§ **UNTERSUCHTER TEXT**
________________________
So 13-07-25 Sicilia est insula

Reif für die Insel …

Nachdem unsere letzten Sonntagsfrühstückchen mitunter doch ein wenig haarig ausgefallen waren, wollen wir uns heute einem höchst harmlosen Sujet zuwenden. Dabei handelt es sich um die allerersten Sätze aus Bolles erster Latein-Fibel seinerzeit. Autor und Verlag haben sich mittlerweile im Dunkel der Zeiten verloren. Aber Bolle bleibt natürlich dran, of course.

Sizilien ist eine Insel.
Sardinien ist eine Insel.
Sizilien und Sardinien sind Inseln.

Bolle findet, das ließe sich möglicherweise selbst bei rudimentären beziehungsweise gar nicht vorhandenen Lateinkenntnissen durchaus noch erfassen. Sein erster Gedanke damals jedenfalls war: krass – ich kann Latein! Das dickere Ende sollte erst sehr viel später kommen, of course. Das dickere, wohlgemerkt, nicht etwa das dicke. Im Kern ist Latein ja durchaus logisch – was Bolle seinerzeit sehr entgegenkommen sollte.
________________________
§ **AUFGABEN**
**1)** Was dachte Bolle laut dem Text über seine erste Latein-Fibel zuerst, als er die ersten Sätze las?
**2)** Führe den Text über Bolles erste Latein-Fibel im selben Ton fort, und zwar im Anschluss an seinen letzten Satz.

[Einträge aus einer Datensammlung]
________________________
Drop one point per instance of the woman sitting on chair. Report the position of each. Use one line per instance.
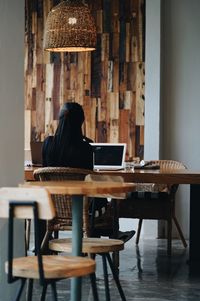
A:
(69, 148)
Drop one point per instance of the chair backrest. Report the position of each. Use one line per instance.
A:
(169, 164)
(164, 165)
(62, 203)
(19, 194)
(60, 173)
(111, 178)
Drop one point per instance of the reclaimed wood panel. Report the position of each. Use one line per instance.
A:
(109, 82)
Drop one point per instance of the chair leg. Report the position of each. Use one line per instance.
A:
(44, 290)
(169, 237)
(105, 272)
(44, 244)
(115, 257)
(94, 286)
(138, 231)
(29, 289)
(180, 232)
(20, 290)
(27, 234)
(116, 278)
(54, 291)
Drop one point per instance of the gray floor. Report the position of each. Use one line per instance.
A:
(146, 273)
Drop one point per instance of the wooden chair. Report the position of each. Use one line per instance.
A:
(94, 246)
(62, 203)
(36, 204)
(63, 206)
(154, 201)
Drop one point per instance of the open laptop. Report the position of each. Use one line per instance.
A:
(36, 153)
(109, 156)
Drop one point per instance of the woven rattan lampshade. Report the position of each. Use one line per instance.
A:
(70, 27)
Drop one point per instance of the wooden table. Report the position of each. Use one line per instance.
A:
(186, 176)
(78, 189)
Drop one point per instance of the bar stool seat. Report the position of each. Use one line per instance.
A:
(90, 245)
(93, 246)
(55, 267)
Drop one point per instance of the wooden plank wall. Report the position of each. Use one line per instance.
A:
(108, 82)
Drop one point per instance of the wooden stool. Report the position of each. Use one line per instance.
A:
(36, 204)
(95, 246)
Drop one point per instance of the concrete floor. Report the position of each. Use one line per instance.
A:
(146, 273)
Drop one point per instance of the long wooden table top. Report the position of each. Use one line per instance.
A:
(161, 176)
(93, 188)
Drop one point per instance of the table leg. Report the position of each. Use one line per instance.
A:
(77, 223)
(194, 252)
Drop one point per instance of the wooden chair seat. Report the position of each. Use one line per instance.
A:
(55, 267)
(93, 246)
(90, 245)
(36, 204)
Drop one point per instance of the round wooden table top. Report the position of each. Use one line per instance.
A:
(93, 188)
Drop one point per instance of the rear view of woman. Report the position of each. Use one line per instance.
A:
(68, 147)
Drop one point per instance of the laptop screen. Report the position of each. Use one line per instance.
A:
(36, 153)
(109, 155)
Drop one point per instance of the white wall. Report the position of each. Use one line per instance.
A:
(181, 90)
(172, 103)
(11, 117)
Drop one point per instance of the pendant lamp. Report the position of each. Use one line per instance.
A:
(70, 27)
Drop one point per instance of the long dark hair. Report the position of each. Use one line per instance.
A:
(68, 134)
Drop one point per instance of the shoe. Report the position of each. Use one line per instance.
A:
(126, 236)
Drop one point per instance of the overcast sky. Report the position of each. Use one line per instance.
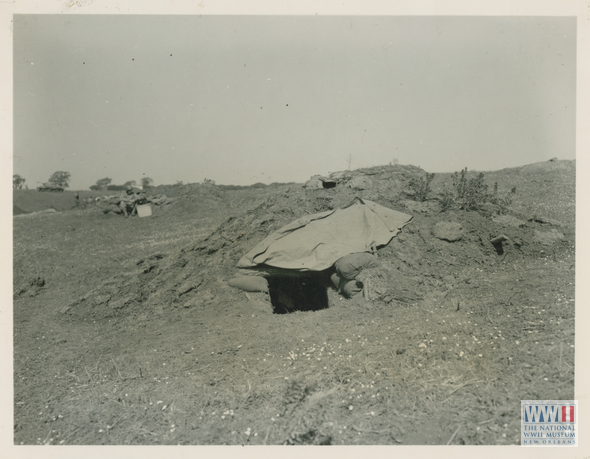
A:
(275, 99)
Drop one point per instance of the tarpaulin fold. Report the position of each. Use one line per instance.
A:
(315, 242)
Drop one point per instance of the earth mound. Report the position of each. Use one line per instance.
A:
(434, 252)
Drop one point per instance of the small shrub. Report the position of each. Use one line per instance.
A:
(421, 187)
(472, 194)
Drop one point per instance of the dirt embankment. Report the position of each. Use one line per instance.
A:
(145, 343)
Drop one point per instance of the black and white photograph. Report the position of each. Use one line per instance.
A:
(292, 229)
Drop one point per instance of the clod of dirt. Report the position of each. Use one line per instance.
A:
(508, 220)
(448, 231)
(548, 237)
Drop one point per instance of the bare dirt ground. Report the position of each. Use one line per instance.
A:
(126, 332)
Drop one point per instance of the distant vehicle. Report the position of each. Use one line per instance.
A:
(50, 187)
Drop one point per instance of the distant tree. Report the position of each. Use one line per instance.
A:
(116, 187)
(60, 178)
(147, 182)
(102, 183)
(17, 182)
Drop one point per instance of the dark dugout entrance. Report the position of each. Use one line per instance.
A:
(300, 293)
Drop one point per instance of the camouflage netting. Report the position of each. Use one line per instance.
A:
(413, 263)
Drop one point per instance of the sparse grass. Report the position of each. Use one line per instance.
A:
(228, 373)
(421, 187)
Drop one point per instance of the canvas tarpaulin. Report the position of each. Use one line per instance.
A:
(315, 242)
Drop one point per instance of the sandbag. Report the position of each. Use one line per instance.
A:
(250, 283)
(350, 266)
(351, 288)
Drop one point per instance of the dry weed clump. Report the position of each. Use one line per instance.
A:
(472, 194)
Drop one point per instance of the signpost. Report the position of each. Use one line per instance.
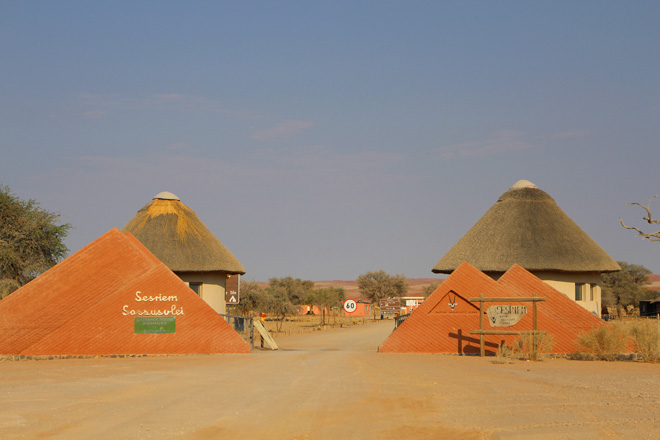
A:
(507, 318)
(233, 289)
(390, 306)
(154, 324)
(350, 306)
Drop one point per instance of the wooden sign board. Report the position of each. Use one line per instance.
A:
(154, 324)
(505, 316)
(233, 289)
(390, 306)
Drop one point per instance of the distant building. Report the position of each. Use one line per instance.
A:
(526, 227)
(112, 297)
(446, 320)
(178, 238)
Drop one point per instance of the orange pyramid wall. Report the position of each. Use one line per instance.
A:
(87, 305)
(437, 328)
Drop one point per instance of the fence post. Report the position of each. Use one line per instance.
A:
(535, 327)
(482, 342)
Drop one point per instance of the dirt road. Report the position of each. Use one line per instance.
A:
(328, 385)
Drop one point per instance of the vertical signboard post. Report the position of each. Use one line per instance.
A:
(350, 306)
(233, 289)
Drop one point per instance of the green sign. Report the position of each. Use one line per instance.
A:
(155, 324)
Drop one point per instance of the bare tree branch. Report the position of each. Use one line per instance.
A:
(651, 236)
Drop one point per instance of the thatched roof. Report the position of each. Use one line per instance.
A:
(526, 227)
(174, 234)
________________________
§ **LÖSUNGEN**
**1)** Krass – ich kann Latein!

**2)**
Nun hat sich Bolle die Mühe gemacht, selbiges in eine gendergerechte beziehungsweise nachgerade woke Version zu transformieren. Am Informationsgehalt – der Tatsache nämlich, daß es sich sowohl bei Sizilien als auch bei Sardinien um Inseln handelt – ändert sich dabei nichts, und zwar rein gar nichts. Bolle wollte lediglich korrekterweise berücksichtigt wissen, daß auch die männliche Version gegebenenfalls „mitgedacht“ beziehungsweise mitberücksichtigt sein will. Und so kommen wir auf die alternative Version, die sich in manch jung-modern-aufgeschlossenen Kreisen ja durchaus einer gewissen Beliebtheit erfreuen dürfte – falls man dort überhaupt Latein sprechen würde.

Nun, bei der Kontemporärisierung hat sich der Text leider, leider, von ursprünglich 72 Zeichen auf 135 Zeichen aufgebläht – also auf fast das Doppelte. Bolle meint, wenn das damals schon so Sitte gewesen wäre, hätte er sicherlich nie Latein gelernt – und frühzeitig schon das Handtuch geworfen. Zum Glück waren das diesbezüglich seinerzeit deutlich weniger ambitionierte Zeiten.

Die Tatsache, daß sowohl Sizilien als auch Sardinien auch gegengeschlechtlich „gelesen“ werden können, beziehungsweise möglicherweise gar müssen, ist natürlich auch eine Information, of course – spielt aber im vorliegenden Falle keine, und zwar wirklich rein gar keine Rolle. Keinesfalls jedenfalls sollte derlei Blubbersprech eine Verdoppelung des Textumfanges rechtfertigen können. Wir hatten das vor langer Zeit schon mal thematisiert und dabei auf Schopenhauers § 287 in seinem ›Über Schriftstellerei und Stil‹ (1851) verwiesen und das mit ›Deutlich denken‹ unterschrieben (vgl. dazu So 06-09-20 Laber Rhabarber).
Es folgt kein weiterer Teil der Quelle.